Please, without the pictures, restate every entry exactly.

[Start of Attachment]

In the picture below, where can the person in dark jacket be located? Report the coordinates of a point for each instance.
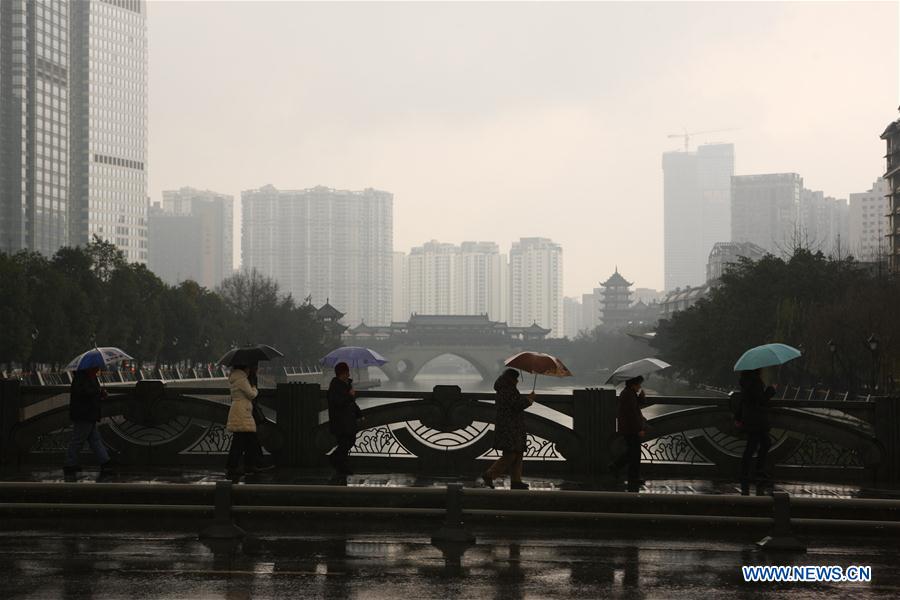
(509, 431)
(632, 426)
(343, 417)
(85, 395)
(753, 418)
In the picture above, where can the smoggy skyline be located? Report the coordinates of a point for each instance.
(507, 120)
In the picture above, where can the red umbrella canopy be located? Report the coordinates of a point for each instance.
(538, 363)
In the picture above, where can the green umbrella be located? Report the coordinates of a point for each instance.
(767, 355)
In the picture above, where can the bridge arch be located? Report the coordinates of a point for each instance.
(406, 363)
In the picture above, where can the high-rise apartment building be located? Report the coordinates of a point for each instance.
(469, 279)
(330, 245)
(485, 280)
(765, 210)
(725, 255)
(536, 284)
(696, 197)
(190, 237)
(435, 286)
(590, 311)
(109, 124)
(891, 136)
(400, 285)
(870, 222)
(824, 223)
(35, 89)
(572, 317)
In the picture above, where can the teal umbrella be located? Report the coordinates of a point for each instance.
(767, 355)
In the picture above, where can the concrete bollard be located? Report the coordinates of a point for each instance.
(781, 538)
(222, 527)
(453, 530)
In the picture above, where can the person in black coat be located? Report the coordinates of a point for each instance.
(343, 416)
(752, 418)
(632, 426)
(85, 396)
(510, 436)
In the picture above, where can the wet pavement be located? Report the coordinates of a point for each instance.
(369, 560)
(122, 565)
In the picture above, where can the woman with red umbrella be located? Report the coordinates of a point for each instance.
(509, 431)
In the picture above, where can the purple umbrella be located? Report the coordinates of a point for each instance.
(354, 356)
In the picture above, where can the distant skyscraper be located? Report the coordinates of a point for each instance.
(536, 284)
(205, 253)
(696, 196)
(400, 286)
(870, 222)
(824, 223)
(725, 254)
(332, 245)
(175, 249)
(891, 136)
(485, 280)
(35, 90)
(435, 273)
(590, 313)
(572, 317)
(108, 104)
(469, 279)
(765, 210)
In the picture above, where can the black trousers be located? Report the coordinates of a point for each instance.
(632, 458)
(339, 458)
(757, 443)
(244, 444)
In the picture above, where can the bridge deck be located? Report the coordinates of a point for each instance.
(314, 477)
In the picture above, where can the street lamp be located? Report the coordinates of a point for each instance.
(872, 343)
(832, 349)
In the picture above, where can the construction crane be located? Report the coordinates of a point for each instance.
(687, 136)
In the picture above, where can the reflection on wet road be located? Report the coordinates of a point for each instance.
(122, 565)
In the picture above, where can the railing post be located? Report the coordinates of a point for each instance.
(887, 431)
(594, 424)
(297, 406)
(222, 527)
(781, 538)
(9, 416)
(453, 530)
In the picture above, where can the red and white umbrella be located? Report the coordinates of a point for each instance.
(538, 363)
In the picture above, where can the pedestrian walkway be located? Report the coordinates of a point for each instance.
(124, 564)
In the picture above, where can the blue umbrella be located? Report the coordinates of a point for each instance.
(97, 358)
(767, 355)
(354, 356)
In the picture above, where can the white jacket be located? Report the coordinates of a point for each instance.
(240, 415)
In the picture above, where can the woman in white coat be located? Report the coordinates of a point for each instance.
(241, 424)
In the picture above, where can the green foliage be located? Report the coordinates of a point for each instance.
(52, 309)
(804, 301)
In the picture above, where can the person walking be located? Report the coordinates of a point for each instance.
(343, 417)
(753, 419)
(85, 396)
(509, 431)
(244, 443)
(633, 427)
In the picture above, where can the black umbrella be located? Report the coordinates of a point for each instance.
(249, 355)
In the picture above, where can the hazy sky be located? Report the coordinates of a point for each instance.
(494, 121)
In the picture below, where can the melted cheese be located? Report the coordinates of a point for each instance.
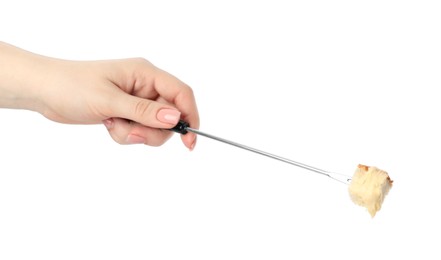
(368, 188)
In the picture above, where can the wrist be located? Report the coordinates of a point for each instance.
(21, 75)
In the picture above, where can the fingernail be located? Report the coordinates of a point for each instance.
(108, 123)
(169, 116)
(135, 139)
(193, 144)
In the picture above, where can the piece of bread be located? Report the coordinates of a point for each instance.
(368, 187)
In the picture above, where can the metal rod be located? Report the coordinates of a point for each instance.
(341, 178)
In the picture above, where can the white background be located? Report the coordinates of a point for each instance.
(327, 83)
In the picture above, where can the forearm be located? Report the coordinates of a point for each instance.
(21, 76)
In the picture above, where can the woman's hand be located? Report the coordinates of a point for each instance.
(135, 100)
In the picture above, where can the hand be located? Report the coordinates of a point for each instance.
(135, 100)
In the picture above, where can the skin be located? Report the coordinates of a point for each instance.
(134, 99)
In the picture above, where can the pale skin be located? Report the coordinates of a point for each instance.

[End of Attachment]

Response below ->
In the picture below, where can the person in dark jacket be located? Report the coordinates of a point for each instance.
(509, 431)
(632, 426)
(343, 417)
(85, 395)
(753, 418)
In the picture above, where can the smoggy skyline be located? Report the coordinates of a point for each instance.
(507, 120)
In the picture above, where can the red umbrella canopy be located? Report the coordinates of a point for each instance.
(538, 363)
In the picture above, where can the green umbrella be located? Report the coordinates of a point for each instance.
(767, 355)
In the picture above, where can the bridge arch be located? Report the coordinates of a point for each instance.
(406, 363)
In the picture above, where can the high-rise apartment building be located? Report the coordinates of a point for each instance.
(469, 279)
(330, 245)
(485, 280)
(765, 210)
(725, 255)
(536, 284)
(696, 197)
(190, 237)
(435, 286)
(590, 311)
(109, 124)
(891, 136)
(400, 285)
(870, 222)
(824, 223)
(35, 89)
(572, 317)
In the picture above, where can the teal umbrella be located? Report the coordinates of a point for each instance.
(767, 355)
In the picture above, where can the concrete bollard be located? Report the coordinates of a point for each instance.
(781, 538)
(222, 527)
(453, 530)
In the picture above, where can the person in black coat be located? Report the coordinates of a point for each instance.
(343, 416)
(752, 418)
(632, 426)
(85, 396)
(510, 436)
In the picture above, where can the wet pavement be located? Report the coordinates of a point for each instance.
(369, 560)
(122, 565)
In the picture above, where can the woman with red umbrella be located? Report the coordinates of a point for each instance.
(509, 431)
In the picture above, where can the purple umbrella be located? Report the coordinates of a point for each instance.
(354, 356)
In the picture above, where can the distant skyscraper be located? Report the coordinates of a point for each instance.
(536, 284)
(205, 253)
(696, 196)
(400, 286)
(870, 222)
(824, 223)
(725, 254)
(332, 245)
(175, 249)
(891, 136)
(485, 280)
(35, 90)
(435, 273)
(590, 313)
(572, 317)
(108, 104)
(469, 279)
(765, 210)
In the picture above, where can the black trousers be located? Report the coordinates of a point for each instance.
(632, 458)
(339, 458)
(757, 443)
(244, 444)
In the picture above, where can the bridge deck be located? Report the coordinates of a point for each instance.
(314, 477)
In the picture above, where can the street lamp be located? Report the coordinates of a point for each instance.
(872, 343)
(832, 349)
In the picture above, where can the construction crane be located? Report the coordinates of a point for each instance.
(687, 136)
In the picture above, where can the reflection on wet road be located? Report the coordinates of a point for each instance.
(122, 565)
In the picture above, where can the railing post be located? Report the coordinates of a point for each instance.
(887, 431)
(594, 424)
(297, 406)
(222, 527)
(781, 538)
(9, 416)
(453, 530)
In the picture above, where can the red and white umbrella be located? Report the coordinates of a point for each instance.
(538, 363)
In the picture above, where can the pedestrian walkway be located? Report the coordinates of a point for each instance.
(124, 564)
In the picture above, where can the blue umbrella be located? Report the coordinates of a point for each instance.
(97, 358)
(767, 355)
(354, 356)
In the picture above, where can the white jacket be located? Report the coordinates of a point for each instance.
(240, 415)
In the picture above, where can the woman in white coat be located? Report the coordinates of a point for each instance.
(241, 424)
In the picture above, where can the green foliage be located? Report the coordinates of a point for each instance.
(52, 309)
(804, 301)
In the picture above, where can the person walking be located? Report the coordinates of a point for each instance.
(343, 417)
(753, 419)
(85, 396)
(509, 431)
(244, 443)
(633, 427)
In the picture above, where can the black umbrella be located? Report the coordinates of a point for each instance.
(249, 355)
In the picture above, where can the hazy sky be located? Report the coordinates of a point for each instance.
(494, 121)
In the picture below, where can the melted cheese be located? Report the coordinates of a point for each instance.
(368, 188)
In the picture above, where can the wrist be located? Report the coordinates of a point for each instance.
(21, 75)
In the picture above, where can the fingernail be located? Report the coordinates of a point for each instance.
(108, 123)
(169, 116)
(135, 139)
(193, 144)
In the picture above, where can the piece of bread be located? Report the coordinates of a point for each instance.
(368, 187)
In the picture above, where can the metal rod be located? Report the coordinates of a point for each instance.
(341, 178)
In the picture above, where can the white background be located? Report the coordinates of a point for each instance.
(327, 83)
In the picture above, where can the forearm be located? Report the coordinates of a point for each instance.
(21, 76)
In the picture above, where can the woman's hand be located? Report the coordinates of a point for each instance.
(135, 100)
In the picture above, where can the hand be located? Report the coordinates of a point for each instance.
(135, 100)
In the picture above, where can the skin be located? Report the coordinates of a point for each instance.
(134, 99)
In the picture above, where can the pale skin be located? Report the coordinates of a point for each instance.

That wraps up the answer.